▶ **EXERCISE BRIEF**
Extract the complete data exactly as given.

Dataset excerpt:
>>>>>

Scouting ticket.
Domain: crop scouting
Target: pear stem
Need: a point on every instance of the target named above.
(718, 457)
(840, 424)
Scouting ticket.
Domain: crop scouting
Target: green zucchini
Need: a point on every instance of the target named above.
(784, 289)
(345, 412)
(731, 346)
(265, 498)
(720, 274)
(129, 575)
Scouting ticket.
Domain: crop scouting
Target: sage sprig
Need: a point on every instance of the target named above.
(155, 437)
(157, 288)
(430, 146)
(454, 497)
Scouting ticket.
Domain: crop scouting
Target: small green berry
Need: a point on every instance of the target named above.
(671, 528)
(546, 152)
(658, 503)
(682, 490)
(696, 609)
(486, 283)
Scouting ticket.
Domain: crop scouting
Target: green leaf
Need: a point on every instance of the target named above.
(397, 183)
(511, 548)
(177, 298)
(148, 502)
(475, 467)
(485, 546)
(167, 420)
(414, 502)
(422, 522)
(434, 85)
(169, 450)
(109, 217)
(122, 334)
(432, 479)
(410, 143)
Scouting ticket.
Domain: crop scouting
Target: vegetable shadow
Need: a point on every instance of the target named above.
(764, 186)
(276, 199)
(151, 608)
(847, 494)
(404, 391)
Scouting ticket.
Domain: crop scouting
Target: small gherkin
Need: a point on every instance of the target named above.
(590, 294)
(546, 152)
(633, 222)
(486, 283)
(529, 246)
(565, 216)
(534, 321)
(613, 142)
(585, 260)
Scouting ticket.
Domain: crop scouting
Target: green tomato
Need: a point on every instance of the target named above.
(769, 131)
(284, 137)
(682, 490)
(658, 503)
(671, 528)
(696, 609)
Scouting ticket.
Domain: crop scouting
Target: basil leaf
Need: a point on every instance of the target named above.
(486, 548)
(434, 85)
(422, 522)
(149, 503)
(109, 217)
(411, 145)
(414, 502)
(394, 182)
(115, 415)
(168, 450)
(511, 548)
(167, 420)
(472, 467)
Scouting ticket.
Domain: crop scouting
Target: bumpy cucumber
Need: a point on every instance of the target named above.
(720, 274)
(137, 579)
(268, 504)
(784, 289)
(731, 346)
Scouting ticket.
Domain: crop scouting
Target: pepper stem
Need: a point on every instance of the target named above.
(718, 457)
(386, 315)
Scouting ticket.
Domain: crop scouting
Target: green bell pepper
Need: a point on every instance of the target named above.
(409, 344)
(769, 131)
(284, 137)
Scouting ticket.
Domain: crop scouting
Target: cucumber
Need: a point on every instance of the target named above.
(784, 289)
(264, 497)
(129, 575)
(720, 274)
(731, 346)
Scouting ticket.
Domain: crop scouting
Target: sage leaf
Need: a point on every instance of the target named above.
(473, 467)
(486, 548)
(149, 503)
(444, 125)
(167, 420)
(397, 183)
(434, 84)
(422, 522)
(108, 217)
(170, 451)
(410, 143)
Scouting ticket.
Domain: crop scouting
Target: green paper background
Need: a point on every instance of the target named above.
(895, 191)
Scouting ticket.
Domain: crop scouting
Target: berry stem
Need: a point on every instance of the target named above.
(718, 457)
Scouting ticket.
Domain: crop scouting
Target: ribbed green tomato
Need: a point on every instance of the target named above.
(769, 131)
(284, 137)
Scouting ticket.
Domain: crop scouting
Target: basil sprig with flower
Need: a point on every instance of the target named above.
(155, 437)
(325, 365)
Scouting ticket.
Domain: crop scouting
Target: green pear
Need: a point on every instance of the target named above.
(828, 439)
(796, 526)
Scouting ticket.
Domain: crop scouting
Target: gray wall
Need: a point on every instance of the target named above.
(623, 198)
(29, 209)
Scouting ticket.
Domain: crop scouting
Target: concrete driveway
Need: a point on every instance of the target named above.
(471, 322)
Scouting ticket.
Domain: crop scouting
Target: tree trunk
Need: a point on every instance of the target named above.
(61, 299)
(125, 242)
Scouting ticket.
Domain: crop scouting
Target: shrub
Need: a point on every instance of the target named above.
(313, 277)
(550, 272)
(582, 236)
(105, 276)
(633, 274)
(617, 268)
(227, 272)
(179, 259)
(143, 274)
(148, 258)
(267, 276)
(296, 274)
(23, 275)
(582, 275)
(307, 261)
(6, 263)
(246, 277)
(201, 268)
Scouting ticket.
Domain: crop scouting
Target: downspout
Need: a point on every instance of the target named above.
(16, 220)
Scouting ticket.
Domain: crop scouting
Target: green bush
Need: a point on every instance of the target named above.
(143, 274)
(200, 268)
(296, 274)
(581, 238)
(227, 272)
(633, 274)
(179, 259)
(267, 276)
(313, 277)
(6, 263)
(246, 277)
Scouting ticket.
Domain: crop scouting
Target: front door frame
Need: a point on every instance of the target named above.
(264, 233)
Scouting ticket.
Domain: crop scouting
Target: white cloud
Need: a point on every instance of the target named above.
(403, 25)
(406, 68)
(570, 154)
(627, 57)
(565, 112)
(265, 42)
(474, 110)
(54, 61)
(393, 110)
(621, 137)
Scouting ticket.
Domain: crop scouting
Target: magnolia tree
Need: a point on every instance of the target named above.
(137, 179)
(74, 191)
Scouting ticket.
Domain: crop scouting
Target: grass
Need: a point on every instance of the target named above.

<<<<<

▶ **WRITTEN REPLY**
Scouting ticket.
Domain: crop scouting
Target: pear stem
Need: a point on every instance of the target named above.
(718, 457)
(840, 424)
Scouting ticket.
Domain: crop scouting
Target: green zucchini
Need: a point on every instance of the target named above.
(784, 289)
(345, 412)
(731, 346)
(265, 498)
(720, 274)
(129, 575)
Scouting ticket.
Domain: crop scouting
Target: sage sprig
Need: a point on every instance of the target named above.
(155, 437)
(157, 288)
(430, 146)
(454, 497)
Scouting ticket.
Domain: crop scouting
Target: small green berry
Need: a point on every instance of the target named above.
(671, 528)
(546, 152)
(658, 503)
(682, 490)
(696, 609)
(486, 283)
Scouting ticket.
Domain: crop scouting
Target: green leaf
Need: a point on every instance of the target named above.
(397, 183)
(511, 548)
(177, 298)
(148, 502)
(475, 467)
(485, 546)
(167, 420)
(414, 502)
(422, 522)
(434, 85)
(169, 450)
(109, 217)
(122, 334)
(432, 479)
(410, 143)
Scouting ticket.
Domain: crop scouting
Target: vegetable shadow
Need: a point on every instance of the target named above.
(764, 186)
(276, 199)
(151, 608)
(847, 494)
(404, 391)
Scouting ticket.
Domain: crop scouting
Target: small gherkin
Need: a point on every instance of the target named above.
(590, 294)
(546, 152)
(633, 222)
(486, 283)
(529, 246)
(565, 216)
(534, 321)
(613, 142)
(585, 260)
Scouting ticket.
Domain: crop scouting
Target: green tomato
Need: a point on every instance of the target named above.
(769, 131)
(284, 137)
(682, 490)
(658, 503)
(671, 528)
(696, 609)
Scouting ticket.
Domain: crop scouting
Target: basil leaf
Need: a point on every instance of the target named above.
(486, 548)
(434, 85)
(422, 522)
(149, 503)
(109, 217)
(411, 145)
(414, 502)
(394, 182)
(115, 415)
(168, 450)
(511, 548)
(167, 420)
(472, 467)
Scouting ticket.
Domain: crop scouting
Target: bumpy cucumber
Need: a point on every instance of the target named above.
(720, 274)
(137, 579)
(268, 504)
(784, 289)
(731, 346)
Scouting ticket.
Domain: crop scouting
Target: pepper stem
Need: a point on every instance of the target named above.
(718, 457)
(386, 315)
Scouting ticket.
Domain: crop scouting
Target: green bell pepper
Need: a point on every instance of the target named above.
(409, 344)
(769, 131)
(284, 137)
Scouting ticket.
Domain: crop scouting
Target: cucumber
Need: a point on every instance of the target named above.
(784, 289)
(264, 497)
(129, 575)
(720, 274)
(731, 346)
Scouting ticket.
Domain: crop scouting
Target: sage leaf
Need: a point on every instance of the target named above.
(473, 467)
(486, 548)
(149, 503)
(444, 125)
(167, 420)
(397, 183)
(434, 84)
(422, 522)
(108, 217)
(170, 451)
(410, 143)
Scouting ticket.
Domain: crop scouting
Target: green paper background
Need: a point on every instance of the target named above.
(895, 191)
Scouting ticket.
Domain: crop scouting
Target: berry stem
Need: a point on every instance of the target named above.
(718, 457)
Scouting ticket.
Domain: crop scouting
Target: ribbed green tomato
Need: a point on every instance of the target named above.
(769, 131)
(284, 137)
Scouting ticket.
Domain: crop scouting
Target: basil sprig with flower
Need: a point on every instance of the target named above.
(155, 437)
(325, 365)
Scouting ticket.
Domain: crop scouting
Target: green pear
Need: a point on every instance of the target named above.
(828, 439)
(796, 526)
Scouting ticket.
Domain: crop scouting
Target: gray wall
Need: a point on every instance of the target named above.
(623, 198)
(29, 209)
Scouting ticket.
Domain: crop scouting
Target: concrete driveway
Need: a point on every instance of the target named above.
(471, 322)
Scouting ticket.
Domain: crop scouting
Target: tree trunk
Need: a point on every instance of the target named above.
(61, 299)
(125, 242)
Scouting ticket.
Domain: crop scouting
Target: shrub
Need: a point on every instance of the target named above.
(313, 277)
(550, 272)
(582, 236)
(105, 276)
(633, 274)
(617, 268)
(227, 272)
(179, 259)
(143, 274)
(148, 258)
(267, 276)
(296, 274)
(23, 275)
(582, 275)
(307, 261)
(6, 263)
(246, 277)
(201, 268)
Scouting ticket.
Domain: crop scouting
Target: downspout
Need: a point on every instance of the target named above.
(16, 220)
Scouting ticket.
Domain: crop scouting
Target: green bush
Need: a point on every instance of the target named above.
(143, 274)
(200, 268)
(296, 274)
(581, 238)
(227, 272)
(633, 274)
(179, 259)
(267, 276)
(313, 277)
(6, 263)
(246, 277)
Scouting ticket.
Domain: crop scouting
Target: front door frame
Need: a point on every instance of the target named above.
(264, 233)
Scouting ticket.
Domain: crop scouting
Target: white cloud
Need: a point on every instance of the target named above.
(403, 25)
(406, 68)
(570, 154)
(627, 57)
(565, 112)
(265, 42)
(474, 110)
(54, 61)
(393, 110)
(621, 137)
Scouting ticket.
Domain: crop scouting
Target: magnolia tree
Need: a point on every instance of the target named above.
(137, 179)
(74, 191)
Scouting ticket.
Domain: crop scouting
Target: grass
Need: a point on every instance of the target named above.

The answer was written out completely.